• PROMPT
Show every line below where "gray" can be found.

• RECORDS PROVIDED
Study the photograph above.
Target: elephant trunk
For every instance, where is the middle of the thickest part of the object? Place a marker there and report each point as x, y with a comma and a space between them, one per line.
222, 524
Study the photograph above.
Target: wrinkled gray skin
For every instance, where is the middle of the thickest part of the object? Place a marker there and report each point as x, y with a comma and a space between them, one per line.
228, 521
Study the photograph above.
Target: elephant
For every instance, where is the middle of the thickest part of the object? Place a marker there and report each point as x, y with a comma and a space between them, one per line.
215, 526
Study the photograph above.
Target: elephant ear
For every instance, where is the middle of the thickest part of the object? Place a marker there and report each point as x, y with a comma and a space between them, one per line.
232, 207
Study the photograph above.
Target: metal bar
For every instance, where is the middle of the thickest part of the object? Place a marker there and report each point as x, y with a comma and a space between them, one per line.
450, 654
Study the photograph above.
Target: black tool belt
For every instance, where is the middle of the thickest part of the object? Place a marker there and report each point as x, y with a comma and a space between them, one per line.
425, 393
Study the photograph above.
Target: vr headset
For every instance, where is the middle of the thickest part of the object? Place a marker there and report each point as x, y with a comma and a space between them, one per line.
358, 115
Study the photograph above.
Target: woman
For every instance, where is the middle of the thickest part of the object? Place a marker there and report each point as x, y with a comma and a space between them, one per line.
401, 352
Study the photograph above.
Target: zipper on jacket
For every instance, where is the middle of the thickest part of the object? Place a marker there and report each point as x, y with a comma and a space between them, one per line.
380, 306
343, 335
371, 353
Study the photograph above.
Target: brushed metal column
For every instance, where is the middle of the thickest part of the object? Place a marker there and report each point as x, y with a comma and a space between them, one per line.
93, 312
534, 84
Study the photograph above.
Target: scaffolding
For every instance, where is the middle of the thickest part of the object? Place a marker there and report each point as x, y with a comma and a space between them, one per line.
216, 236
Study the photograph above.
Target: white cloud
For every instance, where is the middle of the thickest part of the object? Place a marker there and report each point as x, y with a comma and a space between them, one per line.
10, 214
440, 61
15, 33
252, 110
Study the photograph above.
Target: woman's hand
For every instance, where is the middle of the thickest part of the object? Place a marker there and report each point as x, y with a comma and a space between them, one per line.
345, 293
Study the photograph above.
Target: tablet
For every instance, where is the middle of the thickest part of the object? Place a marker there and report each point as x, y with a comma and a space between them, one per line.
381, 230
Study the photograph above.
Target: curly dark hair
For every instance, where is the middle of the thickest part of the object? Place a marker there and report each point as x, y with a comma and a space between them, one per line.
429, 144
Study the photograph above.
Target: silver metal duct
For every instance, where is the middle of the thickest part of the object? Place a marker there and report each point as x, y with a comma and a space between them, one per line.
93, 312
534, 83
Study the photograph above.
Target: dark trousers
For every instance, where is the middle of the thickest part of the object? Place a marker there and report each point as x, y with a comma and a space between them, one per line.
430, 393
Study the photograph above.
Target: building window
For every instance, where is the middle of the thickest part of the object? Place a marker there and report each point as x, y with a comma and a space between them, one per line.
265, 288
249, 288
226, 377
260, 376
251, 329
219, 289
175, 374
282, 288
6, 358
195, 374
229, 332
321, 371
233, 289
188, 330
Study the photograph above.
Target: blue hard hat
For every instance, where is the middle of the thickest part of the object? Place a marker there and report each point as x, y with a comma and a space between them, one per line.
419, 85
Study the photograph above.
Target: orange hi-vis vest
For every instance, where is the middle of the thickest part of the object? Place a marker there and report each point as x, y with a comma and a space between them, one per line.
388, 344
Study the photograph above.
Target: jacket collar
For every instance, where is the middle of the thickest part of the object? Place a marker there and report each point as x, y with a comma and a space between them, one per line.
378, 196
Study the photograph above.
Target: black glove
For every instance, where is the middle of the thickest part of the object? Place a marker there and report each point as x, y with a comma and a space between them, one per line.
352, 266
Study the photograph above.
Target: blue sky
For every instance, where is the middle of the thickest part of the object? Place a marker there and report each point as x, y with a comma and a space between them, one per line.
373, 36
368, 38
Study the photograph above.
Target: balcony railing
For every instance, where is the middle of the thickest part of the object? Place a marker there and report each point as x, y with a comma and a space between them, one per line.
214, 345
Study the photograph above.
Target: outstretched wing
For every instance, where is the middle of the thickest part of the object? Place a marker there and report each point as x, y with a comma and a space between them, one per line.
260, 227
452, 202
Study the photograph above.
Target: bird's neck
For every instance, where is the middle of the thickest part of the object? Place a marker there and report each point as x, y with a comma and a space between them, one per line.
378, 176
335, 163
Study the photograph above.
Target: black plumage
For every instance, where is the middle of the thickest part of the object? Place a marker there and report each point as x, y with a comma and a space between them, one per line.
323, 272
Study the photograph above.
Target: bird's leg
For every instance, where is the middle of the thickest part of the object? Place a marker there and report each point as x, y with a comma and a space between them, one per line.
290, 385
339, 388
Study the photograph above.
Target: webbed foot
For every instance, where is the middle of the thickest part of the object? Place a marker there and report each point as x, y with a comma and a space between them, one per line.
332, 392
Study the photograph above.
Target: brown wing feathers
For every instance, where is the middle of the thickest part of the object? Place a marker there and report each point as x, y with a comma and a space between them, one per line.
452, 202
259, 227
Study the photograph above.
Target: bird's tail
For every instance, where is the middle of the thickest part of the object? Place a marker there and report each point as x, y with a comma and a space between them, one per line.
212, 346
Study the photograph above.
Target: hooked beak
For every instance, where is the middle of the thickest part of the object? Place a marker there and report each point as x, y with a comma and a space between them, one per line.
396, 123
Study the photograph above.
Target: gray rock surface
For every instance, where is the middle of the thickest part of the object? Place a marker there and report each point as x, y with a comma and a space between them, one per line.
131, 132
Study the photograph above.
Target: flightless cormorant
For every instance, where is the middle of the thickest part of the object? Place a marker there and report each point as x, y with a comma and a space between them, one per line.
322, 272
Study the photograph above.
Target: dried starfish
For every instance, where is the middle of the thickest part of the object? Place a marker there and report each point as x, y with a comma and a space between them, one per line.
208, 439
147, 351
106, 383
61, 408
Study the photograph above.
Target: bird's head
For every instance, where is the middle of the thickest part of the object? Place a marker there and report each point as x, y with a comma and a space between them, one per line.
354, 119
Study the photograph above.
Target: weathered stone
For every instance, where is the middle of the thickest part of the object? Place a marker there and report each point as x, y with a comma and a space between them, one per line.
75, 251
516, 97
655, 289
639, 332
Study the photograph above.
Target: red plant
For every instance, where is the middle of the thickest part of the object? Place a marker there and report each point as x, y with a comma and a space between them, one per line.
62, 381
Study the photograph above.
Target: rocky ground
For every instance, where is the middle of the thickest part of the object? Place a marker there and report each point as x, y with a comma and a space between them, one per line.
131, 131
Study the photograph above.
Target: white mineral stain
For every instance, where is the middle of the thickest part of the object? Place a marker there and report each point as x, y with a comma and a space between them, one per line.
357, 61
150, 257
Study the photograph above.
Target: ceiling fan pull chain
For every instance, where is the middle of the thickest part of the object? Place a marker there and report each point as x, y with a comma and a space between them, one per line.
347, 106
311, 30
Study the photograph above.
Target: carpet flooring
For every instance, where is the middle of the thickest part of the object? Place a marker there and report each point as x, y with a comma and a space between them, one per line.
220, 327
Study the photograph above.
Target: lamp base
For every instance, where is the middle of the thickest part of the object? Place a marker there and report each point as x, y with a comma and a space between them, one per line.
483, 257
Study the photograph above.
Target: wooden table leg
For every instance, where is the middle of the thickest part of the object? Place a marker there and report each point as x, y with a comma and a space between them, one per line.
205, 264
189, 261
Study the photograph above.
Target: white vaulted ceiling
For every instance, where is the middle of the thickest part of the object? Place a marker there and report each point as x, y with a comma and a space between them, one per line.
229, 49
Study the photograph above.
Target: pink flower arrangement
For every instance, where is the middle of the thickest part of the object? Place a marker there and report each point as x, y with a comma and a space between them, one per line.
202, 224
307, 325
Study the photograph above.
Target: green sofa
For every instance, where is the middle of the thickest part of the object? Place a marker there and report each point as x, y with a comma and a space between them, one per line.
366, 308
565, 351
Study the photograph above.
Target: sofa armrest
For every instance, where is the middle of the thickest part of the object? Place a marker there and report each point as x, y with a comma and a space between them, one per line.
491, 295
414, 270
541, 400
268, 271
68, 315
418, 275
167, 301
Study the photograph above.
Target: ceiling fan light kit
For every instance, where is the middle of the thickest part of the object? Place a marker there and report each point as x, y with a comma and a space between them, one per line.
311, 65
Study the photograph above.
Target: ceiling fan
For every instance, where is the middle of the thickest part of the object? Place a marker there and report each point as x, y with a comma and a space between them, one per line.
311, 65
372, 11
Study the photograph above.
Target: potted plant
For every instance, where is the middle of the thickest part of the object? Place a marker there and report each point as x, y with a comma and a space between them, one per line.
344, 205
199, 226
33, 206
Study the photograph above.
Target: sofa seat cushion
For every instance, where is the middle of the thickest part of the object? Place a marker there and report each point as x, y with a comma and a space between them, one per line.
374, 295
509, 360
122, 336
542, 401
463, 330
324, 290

• RESPONSE BOX
Target: wrinkled gray skin
Target: gray rock surface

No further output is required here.